Top of READING PASSAGE

Last year, Making a Murderer proved to be a massive - and massively surprising - hit for Netflix.
Part of the reason the documentary series' success was so unexpected was that it never offered viewers a traditional hero to root for:
Virtually nothing is revealed about murder victim Teresa Halbach, and the filmmakers are less focused on her than on the circumstances of her death.
Steven Avery - even if innocent of the major crimes that have led to him spending most of his adult life behind bars - is admittedly a deeply troubled man prone to animal cruelty and fits of extreme rage.
The attorneys tasked with protecting Avery from what at times seemed to be an obvious frame-up were lauded for their efforts, but they ultimately failed to secure a not guilty verdict.
The series has spurred intense debates on social media with regard to who was responsible for Halbach's death and whether or not justice was served, but all viewers seem to agree that it's impossible to watch Murderer without feeling profound sympathy for Avery's then-teenage nephew, Brendan Dassey.

Bottom of READING PASSAGE
Top of ENTRIES SUPPLIED

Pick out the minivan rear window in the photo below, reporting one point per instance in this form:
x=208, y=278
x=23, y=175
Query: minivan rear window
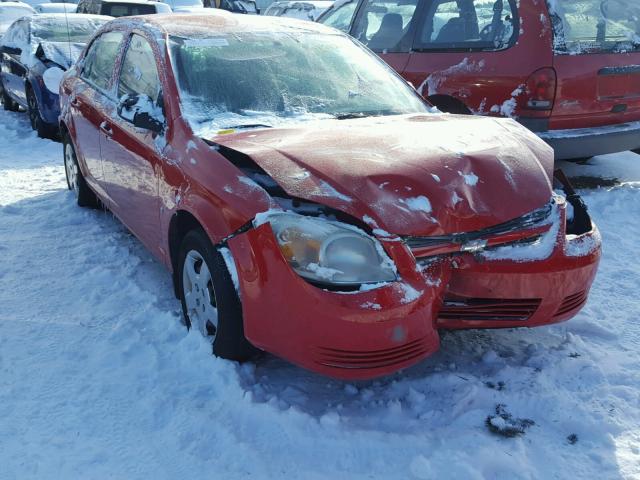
x=595, y=26
x=468, y=25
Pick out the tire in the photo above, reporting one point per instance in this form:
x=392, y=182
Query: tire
x=75, y=180
x=8, y=103
x=43, y=129
x=209, y=299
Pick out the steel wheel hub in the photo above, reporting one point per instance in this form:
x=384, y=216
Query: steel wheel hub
x=199, y=296
x=71, y=168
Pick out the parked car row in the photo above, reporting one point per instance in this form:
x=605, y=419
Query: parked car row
x=308, y=201
x=566, y=69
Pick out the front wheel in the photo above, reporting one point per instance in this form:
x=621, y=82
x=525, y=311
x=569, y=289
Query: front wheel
x=210, y=303
x=8, y=103
x=75, y=180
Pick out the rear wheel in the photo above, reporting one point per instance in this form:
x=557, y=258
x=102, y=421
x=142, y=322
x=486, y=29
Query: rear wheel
x=210, y=303
x=75, y=180
x=43, y=129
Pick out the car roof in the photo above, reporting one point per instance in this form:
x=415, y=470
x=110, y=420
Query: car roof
x=133, y=2
x=68, y=16
x=26, y=6
x=221, y=21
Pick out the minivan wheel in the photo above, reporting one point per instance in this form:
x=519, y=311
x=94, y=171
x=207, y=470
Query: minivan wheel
x=75, y=180
x=210, y=303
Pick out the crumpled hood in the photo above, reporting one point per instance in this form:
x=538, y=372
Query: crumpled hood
x=408, y=175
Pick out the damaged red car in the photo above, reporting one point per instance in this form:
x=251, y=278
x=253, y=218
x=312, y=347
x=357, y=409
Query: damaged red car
x=308, y=201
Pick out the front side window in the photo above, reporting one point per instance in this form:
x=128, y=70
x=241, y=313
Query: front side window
x=384, y=25
x=339, y=16
x=594, y=26
x=468, y=25
x=100, y=59
x=248, y=78
x=139, y=74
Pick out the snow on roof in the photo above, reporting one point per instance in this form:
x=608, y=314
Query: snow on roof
x=221, y=21
x=26, y=6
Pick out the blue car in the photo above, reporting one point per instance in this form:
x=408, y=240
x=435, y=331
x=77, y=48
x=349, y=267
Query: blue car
x=35, y=53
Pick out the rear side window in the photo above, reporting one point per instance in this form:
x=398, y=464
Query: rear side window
x=100, y=59
x=486, y=25
x=127, y=9
x=595, y=26
x=385, y=25
x=139, y=74
x=340, y=17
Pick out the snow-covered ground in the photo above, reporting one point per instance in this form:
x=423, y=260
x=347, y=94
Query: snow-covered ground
x=99, y=379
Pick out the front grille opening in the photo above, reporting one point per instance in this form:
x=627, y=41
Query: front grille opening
x=571, y=303
x=488, y=309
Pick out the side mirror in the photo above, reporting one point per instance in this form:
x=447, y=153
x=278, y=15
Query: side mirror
x=142, y=112
x=11, y=50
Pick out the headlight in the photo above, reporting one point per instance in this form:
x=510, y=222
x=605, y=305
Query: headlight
x=330, y=252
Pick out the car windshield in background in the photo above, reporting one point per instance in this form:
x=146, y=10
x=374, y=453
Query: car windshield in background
x=8, y=15
x=339, y=16
x=76, y=30
x=594, y=26
x=274, y=78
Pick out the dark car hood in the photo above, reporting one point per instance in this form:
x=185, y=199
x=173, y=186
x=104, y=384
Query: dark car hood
x=409, y=175
x=64, y=54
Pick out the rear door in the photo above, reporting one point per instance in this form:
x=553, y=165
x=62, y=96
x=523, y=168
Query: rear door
x=14, y=71
x=132, y=156
x=597, y=60
x=387, y=27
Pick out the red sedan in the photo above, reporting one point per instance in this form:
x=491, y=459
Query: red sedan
x=307, y=200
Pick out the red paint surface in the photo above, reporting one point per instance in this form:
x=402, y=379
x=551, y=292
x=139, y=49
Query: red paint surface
x=375, y=164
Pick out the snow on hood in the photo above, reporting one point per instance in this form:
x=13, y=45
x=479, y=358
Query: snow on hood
x=410, y=174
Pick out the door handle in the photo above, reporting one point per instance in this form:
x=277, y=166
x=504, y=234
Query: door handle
x=106, y=129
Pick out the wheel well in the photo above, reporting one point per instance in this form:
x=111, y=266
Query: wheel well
x=181, y=223
x=449, y=104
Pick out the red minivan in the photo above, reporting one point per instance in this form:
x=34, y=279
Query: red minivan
x=569, y=70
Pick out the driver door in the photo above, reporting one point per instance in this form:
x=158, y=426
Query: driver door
x=132, y=156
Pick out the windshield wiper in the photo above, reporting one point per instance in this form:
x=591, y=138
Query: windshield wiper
x=247, y=125
x=347, y=116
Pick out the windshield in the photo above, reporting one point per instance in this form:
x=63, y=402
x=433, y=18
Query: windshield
x=594, y=26
x=75, y=30
x=8, y=15
x=273, y=78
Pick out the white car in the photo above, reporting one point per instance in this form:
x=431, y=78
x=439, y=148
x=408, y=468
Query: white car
x=302, y=10
x=56, y=8
x=11, y=11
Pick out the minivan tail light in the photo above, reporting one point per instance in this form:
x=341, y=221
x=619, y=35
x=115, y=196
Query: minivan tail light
x=541, y=89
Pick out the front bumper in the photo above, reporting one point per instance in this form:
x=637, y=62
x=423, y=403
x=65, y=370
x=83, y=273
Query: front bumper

Bottom of ENTRIES SUPPLIED

USING THE INFORMATION
**1)** From the passage on Making a Murderer, reproduce word for word the stretch from "Steven Avery - even" through "nephew, Brendan Dassey.".
**2)** Pick up the passage on Making a Murderer after its final sentence and keep writing it.

ANSWERS BELOW
**1)**
Steven Avery - even if innocent of the major crimes that have led to him spending most of his adult life behind bars - is admittedly a deeply troubled man prone to animal cruelty and fits of extreme rage.
The attorneys tasked with protecting Avery from what at times seemed to be an obvious frame-up were lauded for their efforts, but they ultimately failed to secure a not guilty verdict.
The series has spurred intense debates on social media with regard to who was responsible for Halbach's death and whether or not justice was served, but all viewers seem to agree that it's impossible to watch Murderer without feeling profound sympathy for Avery's then-teenage nephew, Brendan Dassey.

**2)**
Now 27, Dassey has been serving a life sentence since 2007 after being convicted of aiding Avery in Halbach's murder.
Dassey was just 16 when he was arrested, and he had previously been diagnosed with several moderate to severe intellectual impairments.
Murderer featured footage in which investigators coerce a confession from Dassey, telling the teen that they won't be able to "protect" him unless he signs a statement accepting responsibility for Halbach's death.
Dassey clearly doesn't understand the implications of his confession, and maintains, even while signing the statement that he was in no way involved with the murder.
Back in August a judge ordered that Dassey be released from prison after serving nearly a decade behind bars.
At the time, it was determined that prosecutors would have 90 days in order to decide if they wished to challenge the ruling and re-try the case.
The state of Wisonsin filed a motion to prevent Dassey's release earlier this week, but they were overruled by U.S. Magistrate William Duffin, who has ruled that Dassey is to be released by 8 pm on Friday night.
"In the motion to stay the respondent largely re-argues the same points already considered and rejected by the court in deciding Dassey’s motion for release," Duffin wrote in his decision.
"The court finds that reconsideration of these arguments yields the same conclusion. The respondent’s motion to stay is denied."
Dassey's mother never stopped fighting for his release, and family insiders say she has been excitedly preparing his bedroom and planning his favorite meal for Friday evening.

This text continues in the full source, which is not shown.